Exercise details —
Report, in full, each line of the entries below that contains the word "board".

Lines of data
------------------------------------

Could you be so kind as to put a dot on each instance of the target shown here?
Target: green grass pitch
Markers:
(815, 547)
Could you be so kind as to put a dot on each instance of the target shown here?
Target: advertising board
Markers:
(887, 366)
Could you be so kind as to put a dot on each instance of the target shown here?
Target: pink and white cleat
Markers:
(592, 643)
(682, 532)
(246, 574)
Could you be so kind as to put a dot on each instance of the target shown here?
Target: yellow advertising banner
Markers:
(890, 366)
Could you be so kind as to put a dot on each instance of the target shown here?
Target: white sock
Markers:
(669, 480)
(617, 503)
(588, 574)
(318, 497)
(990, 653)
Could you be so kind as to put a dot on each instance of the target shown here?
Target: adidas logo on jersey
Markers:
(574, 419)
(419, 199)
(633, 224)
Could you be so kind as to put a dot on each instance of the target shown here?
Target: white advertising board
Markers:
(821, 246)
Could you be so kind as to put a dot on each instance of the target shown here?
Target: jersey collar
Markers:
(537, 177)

------------------------------------

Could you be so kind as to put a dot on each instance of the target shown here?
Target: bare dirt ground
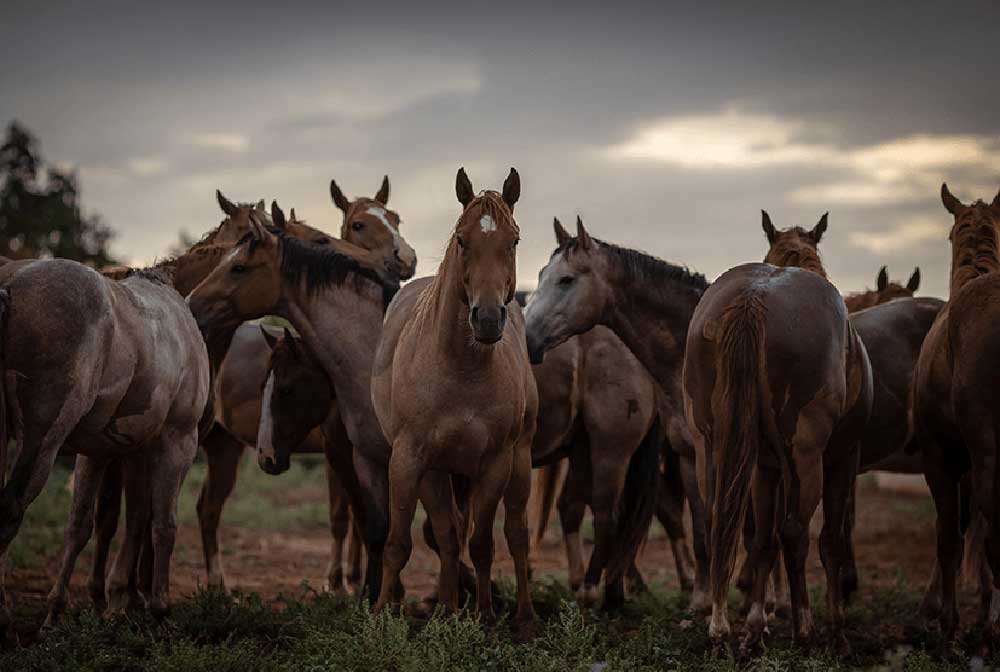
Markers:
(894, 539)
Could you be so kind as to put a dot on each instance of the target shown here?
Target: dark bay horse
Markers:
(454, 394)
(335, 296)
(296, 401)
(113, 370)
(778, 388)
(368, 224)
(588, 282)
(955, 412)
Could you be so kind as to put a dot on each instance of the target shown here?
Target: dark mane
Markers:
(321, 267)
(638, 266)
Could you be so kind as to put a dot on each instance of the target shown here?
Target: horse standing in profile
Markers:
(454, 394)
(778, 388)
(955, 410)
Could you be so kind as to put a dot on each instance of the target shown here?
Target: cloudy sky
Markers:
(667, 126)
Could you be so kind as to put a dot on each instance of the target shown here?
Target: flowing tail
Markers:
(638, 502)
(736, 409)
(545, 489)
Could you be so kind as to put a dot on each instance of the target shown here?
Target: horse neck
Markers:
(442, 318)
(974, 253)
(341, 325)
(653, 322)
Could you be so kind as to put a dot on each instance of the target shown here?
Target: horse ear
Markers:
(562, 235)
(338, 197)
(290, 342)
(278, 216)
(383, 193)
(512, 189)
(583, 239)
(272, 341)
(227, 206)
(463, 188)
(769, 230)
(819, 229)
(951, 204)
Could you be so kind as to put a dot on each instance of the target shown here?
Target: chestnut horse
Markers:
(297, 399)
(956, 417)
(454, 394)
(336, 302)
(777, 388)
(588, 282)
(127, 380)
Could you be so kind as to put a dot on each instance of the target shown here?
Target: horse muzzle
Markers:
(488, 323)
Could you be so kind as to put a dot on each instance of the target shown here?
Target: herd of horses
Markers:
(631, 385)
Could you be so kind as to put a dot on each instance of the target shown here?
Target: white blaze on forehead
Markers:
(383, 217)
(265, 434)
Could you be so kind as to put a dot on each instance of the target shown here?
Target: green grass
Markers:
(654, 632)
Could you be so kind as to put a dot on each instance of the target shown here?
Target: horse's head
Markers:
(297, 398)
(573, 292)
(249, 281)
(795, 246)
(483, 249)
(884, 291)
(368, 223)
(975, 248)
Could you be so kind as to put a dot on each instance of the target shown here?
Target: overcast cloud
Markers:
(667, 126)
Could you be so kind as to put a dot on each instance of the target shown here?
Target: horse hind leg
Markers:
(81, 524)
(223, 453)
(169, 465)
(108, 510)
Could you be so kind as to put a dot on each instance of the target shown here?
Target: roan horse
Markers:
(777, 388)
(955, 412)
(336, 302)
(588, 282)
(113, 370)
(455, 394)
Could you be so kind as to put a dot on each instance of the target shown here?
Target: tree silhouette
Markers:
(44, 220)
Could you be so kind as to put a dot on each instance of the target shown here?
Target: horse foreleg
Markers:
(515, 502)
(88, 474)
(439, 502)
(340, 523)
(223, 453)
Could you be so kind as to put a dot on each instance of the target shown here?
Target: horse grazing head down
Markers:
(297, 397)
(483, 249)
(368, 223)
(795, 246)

------------------------------------

Answer in full —
Target: advertising board
Target: white advertising board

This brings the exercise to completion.